[Stated goal]:
Copy each line below without leaving any out.

○ ○ ○ ○ ○

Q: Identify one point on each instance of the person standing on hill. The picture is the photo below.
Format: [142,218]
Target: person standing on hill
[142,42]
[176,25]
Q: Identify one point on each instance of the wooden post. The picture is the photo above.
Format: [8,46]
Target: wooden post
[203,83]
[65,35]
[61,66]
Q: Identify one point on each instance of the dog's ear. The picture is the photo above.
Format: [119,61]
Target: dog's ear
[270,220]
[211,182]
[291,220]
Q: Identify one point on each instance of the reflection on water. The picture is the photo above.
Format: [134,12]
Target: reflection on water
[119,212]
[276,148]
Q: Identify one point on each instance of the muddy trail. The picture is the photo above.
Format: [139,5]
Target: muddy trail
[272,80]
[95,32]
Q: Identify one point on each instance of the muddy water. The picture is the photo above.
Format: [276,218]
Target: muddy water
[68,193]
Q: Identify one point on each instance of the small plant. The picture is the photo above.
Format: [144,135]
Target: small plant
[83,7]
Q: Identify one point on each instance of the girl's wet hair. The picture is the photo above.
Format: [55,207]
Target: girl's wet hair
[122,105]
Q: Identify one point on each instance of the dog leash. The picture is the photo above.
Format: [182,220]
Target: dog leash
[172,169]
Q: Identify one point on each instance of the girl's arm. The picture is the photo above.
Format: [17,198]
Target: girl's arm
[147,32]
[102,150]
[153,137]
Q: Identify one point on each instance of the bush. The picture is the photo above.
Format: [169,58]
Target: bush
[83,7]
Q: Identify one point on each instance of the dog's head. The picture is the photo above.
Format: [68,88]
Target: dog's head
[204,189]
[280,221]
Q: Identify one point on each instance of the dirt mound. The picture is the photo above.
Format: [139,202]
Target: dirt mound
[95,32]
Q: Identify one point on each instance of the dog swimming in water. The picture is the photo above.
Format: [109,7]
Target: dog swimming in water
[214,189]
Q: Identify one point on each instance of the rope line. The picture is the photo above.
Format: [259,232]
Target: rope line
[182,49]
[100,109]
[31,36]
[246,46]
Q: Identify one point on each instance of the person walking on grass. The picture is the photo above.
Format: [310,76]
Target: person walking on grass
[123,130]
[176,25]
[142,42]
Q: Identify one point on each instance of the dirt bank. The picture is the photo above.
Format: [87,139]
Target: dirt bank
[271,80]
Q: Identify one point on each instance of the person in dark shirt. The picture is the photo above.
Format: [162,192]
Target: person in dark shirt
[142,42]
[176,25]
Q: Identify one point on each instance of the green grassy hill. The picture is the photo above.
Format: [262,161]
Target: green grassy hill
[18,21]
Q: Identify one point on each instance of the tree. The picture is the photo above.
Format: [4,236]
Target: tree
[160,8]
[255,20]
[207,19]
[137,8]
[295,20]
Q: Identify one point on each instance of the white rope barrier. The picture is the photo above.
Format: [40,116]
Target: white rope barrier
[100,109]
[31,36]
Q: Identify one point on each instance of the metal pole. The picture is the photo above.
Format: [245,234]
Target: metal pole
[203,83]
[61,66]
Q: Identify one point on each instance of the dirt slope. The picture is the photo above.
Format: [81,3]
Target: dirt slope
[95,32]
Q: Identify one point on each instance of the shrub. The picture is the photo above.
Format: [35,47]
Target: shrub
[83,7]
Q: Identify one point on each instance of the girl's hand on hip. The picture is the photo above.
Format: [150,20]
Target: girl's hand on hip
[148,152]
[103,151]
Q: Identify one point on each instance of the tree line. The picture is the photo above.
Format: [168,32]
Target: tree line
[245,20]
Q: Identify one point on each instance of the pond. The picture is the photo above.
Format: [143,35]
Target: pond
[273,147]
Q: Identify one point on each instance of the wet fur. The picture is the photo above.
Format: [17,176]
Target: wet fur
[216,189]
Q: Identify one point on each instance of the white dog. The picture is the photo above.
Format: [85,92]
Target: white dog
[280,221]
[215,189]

○ ○ ○ ○ ○

[Result of the task]:
Q: Identify one point on each instance of the person standing on hill. The picture is the photo below.
Format: [142,218]
Target: person standing on hill
[142,42]
[176,25]
Q: Identify one point on each instance of the wooden post. The picture is the photo above.
Format: [8,46]
Target: wooden post
[203,83]
[65,35]
[61,66]
Q: Identify one point on each instance of the dog's ear. The picture is the photo above.
Format: [119,61]
Target: dog's ear
[270,220]
[211,182]
[291,220]
Q: Identify one point on each instance of the reflection on water. The picture is the photo above.
Format: [134,12]
Target: reflection on water
[119,212]
[276,148]
Q: Identify one point on each instance of the muddy trail. The picture is the photo above.
Format: [139,5]
Target: muddy trail
[272,80]
[95,32]
Q: Identify one point on each instance of the muddy water. The picture is the photo above.
Format: [276,218]
Target: muddy water
[68,193]
Q: Identify one point on each instance of the small plant. The picture is the photo above.
Format: [144,135]
Target: small plant
[83,7]
Q: Identify one point on each instance of the girl's wet hair. The picture is the photo above.
Format: [55,207]
Target: girl's wet hair
[122,105]
Q: Identify one point on each instance of the dog leash. The picture is the photo above.
Format: [182,220]
Target: dog leash
[172,169]
Q: Identify one point on each instance of the girl's arm. The picture is the photo above.
Format: [17,198]
Target: girl's arm
[147,32]
[102,150]
[153,137]
Q: Identify one point on each instance of the bush. The picture is the photo above.
Format: [169,58]
Target: bush
[83,7]
Q: Identify one point on each instance of the dog's head. The picture is the photo above.
Format: [68,88]
Target: dog's head
[204,189]
[280,221]
Q: Identify one point on each instance of the dirt mound. The picture is the photo above.
Format: [139,202]
Target: dirt mound
[95,32]
Q: Identify one point on each instance of the dog swimming in water. The picture is the photo above.
Format: [109,7]
Target: dog swimming in water
[214,189]
Q: Identify one point on each instance of the rope line. The picture is the photo above.
Format: [259,232]
Target: rope line
[182,49]
[100,109]
[31,36]
[246,46]
Q: Identify one point on each instance of the person walking on grass. The picture is the photo above.
Format: [310,76]
Target: person walking on grass
[123,130]
[176,25]
[142,42]
Q: Identify one point on each instance of the dirt bank. The picture is the photo above.
Format: [87,139]
Target: dirt bank
[271,80]
Q: Identify one point on each instance of the person in dark shirt. The picture is the photo above.
Format: [162,192]
Target: person in dark shirt
[142,42]
[176,25]
Q: Identify one point on each instance of the green grassy hill. The picture is the photo above.
Format: [262,161]
Target: green grassy hill
[18,21]
Q: Identify one point on each instance of the tree. The picture is the photo above.
Format: [4,236]
Target: tree
[160,8]
[255,20]
[207,19]
[137,8]
[295,20]
Q: Identify one point on each instance of the white rope barrier. The picture is the photo above.
Format: [40,116]
Target: white rope barrier
[100,109]
[31,36]
Q: Identify one point on each instance of the metal pole. The picture is the photo above.
Format: [245,234]
Target: metal pole
[203,83]
[61,66]
Q: Identify one point on each instance of the dirt slope. The picture is the photo above.
Format: [81,3]
Target: dirt slope
[95,32]
Q: Identify one point on each instance of the shrub. The picture is the photo above.
Format: [35,47]
Target: shrub
[83,7]
Q: Identify one point on each instance of the girl's hand on hip. The picture is the photo above.
Format: [150,20]
Target: girl's hand on hip
[148,152]
[103,151]
Q: Identify one point on each instance of the tree line. The picture is the photo above.
Format: [168,32]
Target: tree line
[245,20]
Q: Identify one point on each instance of the pond. The picture is the photo above.
Format: [143,35]
Target: pond
[273,147]
Q: Identify one point on each instance of the wet fur. The picture is the photo above.
Format: [17,176]
Target: wet fur
[216,189]
Q: Identify one point on each instance of the white dog. The picture is the photo above.
Format: [85,92]
Target: white dog
[280,221]
[215,189]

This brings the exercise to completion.